--- Provided text ---
Dear Why Team member,
I hope you have been enjoying your holidays thus far - and have an eye to a New Year’s Beginning!
This is how the first blog of 2020 started: “We will never get to live in a year like the one approaching, a year that has “clarity” in its name: 2020 - the perfect vision everyone’s striving to have. No better time to sit down and clearly define or revisit our why and what else we’d like to accomplish.”
I pause and smile…. I wonder if any of us got to achieve everything or most of what we wanted to accomplish this year. Wasn’t there so much to learn in 2020? The year at least taught many of us that when option A is no longer available, we can find the strength to kick the s**t out of Option B- paraphrasing Sheryl Sandberg.
I think we all discovered a…new side of ourselves. Did you accept and embrace it, or did you fight against it? Did it bring you success or did it stop you in your tracks? Either way, looks like we have a chance to try again in the New Year - that’s why this week we consider our resolutions for 2021.
--- Supplied records ---
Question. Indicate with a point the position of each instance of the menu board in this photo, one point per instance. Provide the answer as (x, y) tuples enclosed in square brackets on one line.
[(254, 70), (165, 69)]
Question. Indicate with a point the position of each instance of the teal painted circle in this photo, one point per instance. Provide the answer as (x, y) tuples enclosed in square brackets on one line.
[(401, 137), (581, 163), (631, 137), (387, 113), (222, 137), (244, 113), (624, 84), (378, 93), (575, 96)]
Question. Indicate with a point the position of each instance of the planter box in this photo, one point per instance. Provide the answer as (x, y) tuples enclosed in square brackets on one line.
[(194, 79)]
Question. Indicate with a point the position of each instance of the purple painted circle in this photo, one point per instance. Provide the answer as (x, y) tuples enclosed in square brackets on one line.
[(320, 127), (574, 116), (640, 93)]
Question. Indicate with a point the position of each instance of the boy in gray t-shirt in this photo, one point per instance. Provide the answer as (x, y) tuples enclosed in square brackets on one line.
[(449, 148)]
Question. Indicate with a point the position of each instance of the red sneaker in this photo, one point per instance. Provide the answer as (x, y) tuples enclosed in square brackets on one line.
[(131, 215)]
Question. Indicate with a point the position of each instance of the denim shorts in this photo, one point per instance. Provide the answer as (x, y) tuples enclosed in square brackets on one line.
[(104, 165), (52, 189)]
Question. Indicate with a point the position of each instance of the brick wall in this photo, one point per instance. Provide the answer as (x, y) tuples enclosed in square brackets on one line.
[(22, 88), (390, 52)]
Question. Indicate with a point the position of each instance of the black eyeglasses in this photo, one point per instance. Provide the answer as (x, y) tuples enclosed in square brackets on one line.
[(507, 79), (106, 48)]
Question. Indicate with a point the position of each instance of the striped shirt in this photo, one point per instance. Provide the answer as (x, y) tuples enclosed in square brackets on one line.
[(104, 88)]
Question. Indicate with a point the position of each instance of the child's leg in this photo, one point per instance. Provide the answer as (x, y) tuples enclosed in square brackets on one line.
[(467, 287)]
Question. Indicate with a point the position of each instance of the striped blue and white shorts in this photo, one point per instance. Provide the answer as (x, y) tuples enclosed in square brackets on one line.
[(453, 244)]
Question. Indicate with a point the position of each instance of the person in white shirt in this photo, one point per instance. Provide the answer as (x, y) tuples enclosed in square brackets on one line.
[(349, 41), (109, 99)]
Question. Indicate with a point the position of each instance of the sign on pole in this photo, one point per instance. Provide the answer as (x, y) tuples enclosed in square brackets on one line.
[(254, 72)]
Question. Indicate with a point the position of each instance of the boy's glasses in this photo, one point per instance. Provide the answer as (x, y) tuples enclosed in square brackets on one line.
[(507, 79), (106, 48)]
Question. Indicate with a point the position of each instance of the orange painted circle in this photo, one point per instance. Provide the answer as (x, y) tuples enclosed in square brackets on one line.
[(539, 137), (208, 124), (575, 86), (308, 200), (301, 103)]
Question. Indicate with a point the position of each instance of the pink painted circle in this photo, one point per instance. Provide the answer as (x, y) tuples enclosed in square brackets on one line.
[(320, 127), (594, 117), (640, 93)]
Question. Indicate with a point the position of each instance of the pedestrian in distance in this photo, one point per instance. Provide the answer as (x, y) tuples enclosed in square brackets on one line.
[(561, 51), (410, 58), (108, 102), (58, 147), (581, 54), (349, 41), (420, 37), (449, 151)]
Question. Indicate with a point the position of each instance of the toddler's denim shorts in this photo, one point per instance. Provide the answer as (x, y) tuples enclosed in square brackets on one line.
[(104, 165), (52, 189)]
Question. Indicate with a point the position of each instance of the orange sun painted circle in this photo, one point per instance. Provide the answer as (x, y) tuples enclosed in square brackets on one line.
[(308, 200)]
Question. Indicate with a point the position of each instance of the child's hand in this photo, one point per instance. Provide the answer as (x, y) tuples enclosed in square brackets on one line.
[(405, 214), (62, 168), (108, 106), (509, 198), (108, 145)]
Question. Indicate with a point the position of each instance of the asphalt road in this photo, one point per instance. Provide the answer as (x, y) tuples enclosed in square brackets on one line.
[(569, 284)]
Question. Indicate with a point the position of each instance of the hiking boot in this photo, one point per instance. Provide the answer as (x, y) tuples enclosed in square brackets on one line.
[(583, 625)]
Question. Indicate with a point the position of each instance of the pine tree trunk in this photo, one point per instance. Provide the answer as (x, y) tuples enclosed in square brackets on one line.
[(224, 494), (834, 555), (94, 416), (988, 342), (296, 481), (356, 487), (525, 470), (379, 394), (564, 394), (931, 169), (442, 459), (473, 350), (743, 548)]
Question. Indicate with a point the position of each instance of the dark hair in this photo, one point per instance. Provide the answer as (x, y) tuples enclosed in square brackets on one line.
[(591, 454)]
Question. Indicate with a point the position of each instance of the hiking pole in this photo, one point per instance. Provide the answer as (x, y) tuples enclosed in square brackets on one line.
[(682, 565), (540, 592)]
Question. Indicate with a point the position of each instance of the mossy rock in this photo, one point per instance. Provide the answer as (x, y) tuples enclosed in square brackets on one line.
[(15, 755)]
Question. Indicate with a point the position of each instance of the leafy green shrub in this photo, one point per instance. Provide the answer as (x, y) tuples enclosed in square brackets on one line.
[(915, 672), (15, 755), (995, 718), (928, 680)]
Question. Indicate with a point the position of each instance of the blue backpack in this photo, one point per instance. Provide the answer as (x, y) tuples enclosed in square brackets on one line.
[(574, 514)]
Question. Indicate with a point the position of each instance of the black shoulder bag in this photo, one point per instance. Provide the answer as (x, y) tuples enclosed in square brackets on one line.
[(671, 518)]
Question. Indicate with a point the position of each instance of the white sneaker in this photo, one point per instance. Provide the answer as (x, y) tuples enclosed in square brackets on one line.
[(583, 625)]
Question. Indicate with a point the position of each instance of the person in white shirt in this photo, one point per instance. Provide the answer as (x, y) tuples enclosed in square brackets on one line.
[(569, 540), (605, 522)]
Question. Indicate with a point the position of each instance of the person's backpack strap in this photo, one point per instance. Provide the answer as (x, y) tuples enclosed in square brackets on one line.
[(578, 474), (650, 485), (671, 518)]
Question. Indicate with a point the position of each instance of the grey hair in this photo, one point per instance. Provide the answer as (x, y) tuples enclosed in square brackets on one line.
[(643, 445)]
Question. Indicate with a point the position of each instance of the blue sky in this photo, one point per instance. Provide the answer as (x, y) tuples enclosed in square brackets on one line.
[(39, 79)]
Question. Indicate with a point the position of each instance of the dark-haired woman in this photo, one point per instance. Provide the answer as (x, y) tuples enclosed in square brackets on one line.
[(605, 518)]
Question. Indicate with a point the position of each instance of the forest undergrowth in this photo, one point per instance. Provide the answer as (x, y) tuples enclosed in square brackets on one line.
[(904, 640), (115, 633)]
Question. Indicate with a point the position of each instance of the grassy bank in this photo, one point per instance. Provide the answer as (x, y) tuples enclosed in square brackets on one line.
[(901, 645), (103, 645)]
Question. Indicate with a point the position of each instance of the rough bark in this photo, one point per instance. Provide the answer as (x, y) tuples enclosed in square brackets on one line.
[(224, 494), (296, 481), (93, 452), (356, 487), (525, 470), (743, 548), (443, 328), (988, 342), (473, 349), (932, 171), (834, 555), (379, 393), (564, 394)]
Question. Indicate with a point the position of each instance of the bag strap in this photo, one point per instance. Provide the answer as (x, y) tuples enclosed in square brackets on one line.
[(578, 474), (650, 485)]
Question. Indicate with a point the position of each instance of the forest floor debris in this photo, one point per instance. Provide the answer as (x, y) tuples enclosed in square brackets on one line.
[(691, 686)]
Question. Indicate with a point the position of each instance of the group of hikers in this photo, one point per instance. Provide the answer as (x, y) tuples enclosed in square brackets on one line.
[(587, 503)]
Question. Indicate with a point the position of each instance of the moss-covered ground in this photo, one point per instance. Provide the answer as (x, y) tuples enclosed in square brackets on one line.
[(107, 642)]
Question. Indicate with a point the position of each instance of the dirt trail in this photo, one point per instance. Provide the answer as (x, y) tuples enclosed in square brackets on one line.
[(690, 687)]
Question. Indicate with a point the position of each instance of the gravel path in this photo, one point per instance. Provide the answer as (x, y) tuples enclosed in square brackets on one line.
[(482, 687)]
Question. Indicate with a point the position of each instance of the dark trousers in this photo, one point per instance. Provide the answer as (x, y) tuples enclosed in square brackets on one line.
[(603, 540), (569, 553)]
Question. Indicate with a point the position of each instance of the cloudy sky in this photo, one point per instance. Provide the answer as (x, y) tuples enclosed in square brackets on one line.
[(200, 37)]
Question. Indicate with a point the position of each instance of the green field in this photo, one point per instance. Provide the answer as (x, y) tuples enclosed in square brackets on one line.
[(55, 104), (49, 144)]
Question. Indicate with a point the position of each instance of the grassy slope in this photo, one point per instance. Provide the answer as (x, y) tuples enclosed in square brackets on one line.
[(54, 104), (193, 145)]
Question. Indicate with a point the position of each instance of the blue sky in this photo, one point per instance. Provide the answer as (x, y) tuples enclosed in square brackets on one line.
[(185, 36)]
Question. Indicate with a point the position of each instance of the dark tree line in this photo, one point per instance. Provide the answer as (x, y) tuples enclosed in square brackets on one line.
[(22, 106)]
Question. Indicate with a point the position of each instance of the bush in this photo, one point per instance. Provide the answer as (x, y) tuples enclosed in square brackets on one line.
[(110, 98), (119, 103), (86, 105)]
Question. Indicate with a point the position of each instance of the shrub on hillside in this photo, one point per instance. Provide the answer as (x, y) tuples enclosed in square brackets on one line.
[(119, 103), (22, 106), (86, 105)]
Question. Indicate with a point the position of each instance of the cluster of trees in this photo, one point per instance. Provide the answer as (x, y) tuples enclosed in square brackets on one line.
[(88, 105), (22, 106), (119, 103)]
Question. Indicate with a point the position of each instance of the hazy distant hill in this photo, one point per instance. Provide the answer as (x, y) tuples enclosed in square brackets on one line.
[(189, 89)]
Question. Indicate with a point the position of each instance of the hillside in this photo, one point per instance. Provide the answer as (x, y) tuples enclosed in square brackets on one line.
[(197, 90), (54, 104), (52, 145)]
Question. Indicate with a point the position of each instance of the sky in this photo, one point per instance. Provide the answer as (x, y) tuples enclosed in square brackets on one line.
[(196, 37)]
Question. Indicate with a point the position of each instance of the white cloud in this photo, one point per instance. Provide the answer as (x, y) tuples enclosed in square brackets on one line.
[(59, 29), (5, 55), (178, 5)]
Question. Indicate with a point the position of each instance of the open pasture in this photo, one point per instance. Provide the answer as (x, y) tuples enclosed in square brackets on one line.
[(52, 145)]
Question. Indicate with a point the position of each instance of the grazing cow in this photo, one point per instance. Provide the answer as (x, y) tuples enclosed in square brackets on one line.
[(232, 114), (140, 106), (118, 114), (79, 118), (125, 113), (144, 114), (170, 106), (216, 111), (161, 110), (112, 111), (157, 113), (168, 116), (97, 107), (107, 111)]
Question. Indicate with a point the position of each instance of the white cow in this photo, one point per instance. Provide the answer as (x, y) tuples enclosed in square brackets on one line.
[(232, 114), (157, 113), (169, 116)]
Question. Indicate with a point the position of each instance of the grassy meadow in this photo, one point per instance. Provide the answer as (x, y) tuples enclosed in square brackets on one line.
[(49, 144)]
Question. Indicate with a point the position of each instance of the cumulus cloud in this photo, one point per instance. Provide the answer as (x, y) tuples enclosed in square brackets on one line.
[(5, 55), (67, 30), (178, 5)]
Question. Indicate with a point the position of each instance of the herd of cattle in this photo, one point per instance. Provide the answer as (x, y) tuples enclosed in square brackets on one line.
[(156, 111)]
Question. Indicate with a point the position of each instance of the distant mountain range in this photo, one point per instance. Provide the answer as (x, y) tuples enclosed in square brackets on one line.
---
## What this exercise asks
[1] Answer these questions about the Why Team letter:
(a) What word does the first blog of 2020 say the coming year has in its name?
(b) Whose words does the writer paraphrase about Option B?
(c) What does the writer say the team considers this week?
[2] Retype the part of the Why Team letter that opens with the words containing "I pause and" and closes with "resolutions for 2021.".

## Responses in order
[1]
(a) "Clarity"
(b) Sheryl Sandberg's
(c) Their resolutions for 2021

[2]
I pause and smile…. I wonder if any of us got to achieve everything or most of what we wanted to accomplish this year. Wasn’t there so much to learn in 2020? The year at least taught many of us that when option A is no longer available, we can find the strength to kick the s**t out of Option B- paraphrasing Sheryl Sandberg.
I think we all discovered a…new side of ourselves. Did you accept and embrace it, or did you fight against it? Did it bring you success or did it stop you in your tracks? Either way, looks like we have a chance to try again in the New Year - that’s why this week we consider our resolutions for 2021.